Collected data:
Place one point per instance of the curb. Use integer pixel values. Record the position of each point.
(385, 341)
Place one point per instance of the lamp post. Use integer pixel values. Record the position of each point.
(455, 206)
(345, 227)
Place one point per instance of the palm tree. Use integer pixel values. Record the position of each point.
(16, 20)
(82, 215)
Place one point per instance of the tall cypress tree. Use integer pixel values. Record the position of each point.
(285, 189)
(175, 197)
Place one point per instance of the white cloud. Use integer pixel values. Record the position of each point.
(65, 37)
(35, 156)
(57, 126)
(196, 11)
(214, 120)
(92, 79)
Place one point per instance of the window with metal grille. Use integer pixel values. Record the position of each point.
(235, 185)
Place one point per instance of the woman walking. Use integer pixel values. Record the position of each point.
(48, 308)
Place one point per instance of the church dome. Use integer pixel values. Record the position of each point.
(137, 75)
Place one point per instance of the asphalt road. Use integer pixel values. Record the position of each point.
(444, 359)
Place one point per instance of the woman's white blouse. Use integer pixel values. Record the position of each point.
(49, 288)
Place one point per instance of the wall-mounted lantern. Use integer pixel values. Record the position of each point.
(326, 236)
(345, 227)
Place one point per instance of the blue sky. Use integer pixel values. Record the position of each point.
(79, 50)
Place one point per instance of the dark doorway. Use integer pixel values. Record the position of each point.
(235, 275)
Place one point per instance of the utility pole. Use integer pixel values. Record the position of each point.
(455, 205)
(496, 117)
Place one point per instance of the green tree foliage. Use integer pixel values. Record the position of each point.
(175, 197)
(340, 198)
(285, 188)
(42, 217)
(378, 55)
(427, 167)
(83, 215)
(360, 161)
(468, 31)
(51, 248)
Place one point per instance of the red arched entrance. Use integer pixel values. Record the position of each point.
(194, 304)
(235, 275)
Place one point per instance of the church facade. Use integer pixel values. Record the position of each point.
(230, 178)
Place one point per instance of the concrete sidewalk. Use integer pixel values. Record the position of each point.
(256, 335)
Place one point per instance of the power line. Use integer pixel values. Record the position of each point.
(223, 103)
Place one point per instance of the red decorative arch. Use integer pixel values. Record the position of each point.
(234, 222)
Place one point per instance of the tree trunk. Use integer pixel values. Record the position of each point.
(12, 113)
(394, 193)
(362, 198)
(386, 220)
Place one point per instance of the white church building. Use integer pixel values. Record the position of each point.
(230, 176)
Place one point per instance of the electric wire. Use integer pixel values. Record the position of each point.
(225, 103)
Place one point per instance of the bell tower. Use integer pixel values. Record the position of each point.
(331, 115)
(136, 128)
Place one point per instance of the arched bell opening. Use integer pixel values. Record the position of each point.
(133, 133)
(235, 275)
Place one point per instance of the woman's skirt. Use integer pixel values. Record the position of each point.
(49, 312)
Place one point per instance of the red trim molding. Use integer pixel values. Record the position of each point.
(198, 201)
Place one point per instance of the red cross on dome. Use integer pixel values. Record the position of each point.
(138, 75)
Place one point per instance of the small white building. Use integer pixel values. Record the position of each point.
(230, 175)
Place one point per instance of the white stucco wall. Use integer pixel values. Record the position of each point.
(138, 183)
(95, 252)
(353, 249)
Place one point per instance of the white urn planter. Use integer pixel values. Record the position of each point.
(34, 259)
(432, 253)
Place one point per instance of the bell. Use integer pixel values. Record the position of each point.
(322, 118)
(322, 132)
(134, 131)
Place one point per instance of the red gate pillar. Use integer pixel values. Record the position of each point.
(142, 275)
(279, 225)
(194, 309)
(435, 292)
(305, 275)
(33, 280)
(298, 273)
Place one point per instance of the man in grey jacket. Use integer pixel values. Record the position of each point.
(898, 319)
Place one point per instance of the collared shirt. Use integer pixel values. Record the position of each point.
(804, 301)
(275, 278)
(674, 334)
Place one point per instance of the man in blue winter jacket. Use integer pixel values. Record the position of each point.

:: Task directions ::
Make an exact copy of the listing, including every line.

:: Solution below ::
Place one point per instance of the curb. Use integer pixel values. Record the position of each point.
(385, 341)
Place one point per instance of the lamp post. Use integer pixel values. Record the position of each point.
(455, 206)
(345, 227)
Place one point per instance of the palm tree. Use integer pixel values. Record the position of each point.
(16, 20)
(82, 215)
Place one point per instance of the tall cypress tree. Use integer pixel values. Record the position of each point.
(285, 189)
(175, 197)
Place one point per instance of the white cloud. Use integer pixel values. Record the position of each point.
(65, 37)
(35, 156)
(57, 126)
(196, 11)
(214, 120)
(92, 79)
Place one point per instance of the window with metal grille. Use integer pixel values. Record the position of each point.
(235, 185)
Place one point per instance of the woman walking. Use integer pixel values. Record the position of each point.
(48, 308)
Place one point per instance of the church dome. Use integer pixel values. Record the position of each point.
(137, 75)
Place one point per instance of the asphalt road. Use integer pixel values. Record the position of each point.
(444, 359)
Place one point per instance of the woman's white blouse. Use integer pixel values. Record the position of each point.
(49, 288)
Place one point per instance of the wall-mounted lantern. Use integer pixel values. Record the position of each point.
(326, 236)
(345, 227)
Place one point per instance of the blue sky. Use integer pixel values. Record the position of each point.
(79, 50)
Place one point per instance of the dark doorway. Use integer pixel values. Record the position of each point.
(235, 275)
Place one point per instance of the utility pole. Use integer pixel values. Record the position of each point.
(455, 205)
(496, 117)
Place one point per instance of the green tree foliage. Use integer pixel values. Record the position of each point.
(175, 197)
(340, 198)
(285, 188)
(42, 217)
(378, 55)
(427, 167)
(83, 215)
(360, 161)
(468, 31)
(51, 248)
Place one point per instance of the red arched entrance. Use integer pixel values. Record the position of each point.
(194, 304)
(235, 275)
Place one point per instance of the church facade. Use integer pixel values. Record the position of each point.
(230, 178)
Place one point per instance of the concrete sidewalk. Use integer pixel values. Record the position of each point.
(256, 335)
Place one point per instance of the power line. Use integer pixel values. Record the position of each point.
(223, 103)
Place one point per instance of the red decorative arch. Use integer pixel values. Record the position of each point.
(234, 222)
Place one point per instance of the tree trunk. Use integer pixel values. Record the position of each point.
(12, 113)
(394, 193)
(362, 198)
(386, 220)
Place one point per instance of the white church building. Use integer pixel values. Record the position of each point.
(230, 176)
Place one point per instance of the electric wire. Use integer pixel values. Record the position of each point.
(225, 103)
Place one point per instance of the bell tower. Use integer pixel values. Record the position of each point.
(331, 115)
(136, 128)
Place one point per instance of the arched bell opening. Use integer pixel values. Record the position of each point.
(133, 133)
(235, 275)
Place one point per instance of the woman's skirt. Use integer pixel values. Record the position of each point.
(49, 312)
Place one point per instance of the red trim molding. Use integer pixel values. Record the position of each point.
(198, 201)
Place one point per instance of the red cross on dome. Use integer pixel values. Record the position of each point.
(138, 75)
Place one point per instance of the small white building. Use integer pixel values. Record the position of each point.
(230, 175)
Place one point per instance of the white stucco wall. Use integer pixel values. Record the position of each point.
(138, 183)
(95, 252)
(353, 249)
Place one point per instance of the white urn planter. Use integer pixel values. Record the position of each point.
(34, 259)
(432, 253)
Place one point per instance of the bell. Use integer pixel values. Record the position of each point.
(322, 118)
(322, 132)
(134, 131)
Place one point per instance of the red gate pillar. Use integer pixel values. Record the position of each point.
(142, 275)
(279, 225)
(194, 309)
(435, 292)
(305, 275)
(33, 280)
(298, 273)
Place one point per instance of the man in grey jacket. Use integer pixel values. Record the position of each point.
(898, 319)
Place one point per instance of the collared shirt. Use integer pixel values. Record the position of each point.
(804, 301)
(275, 278)
(674, 334)
Place one point per instance of the man in blue winter jacket. Use integer pixel values. Record the position of each point.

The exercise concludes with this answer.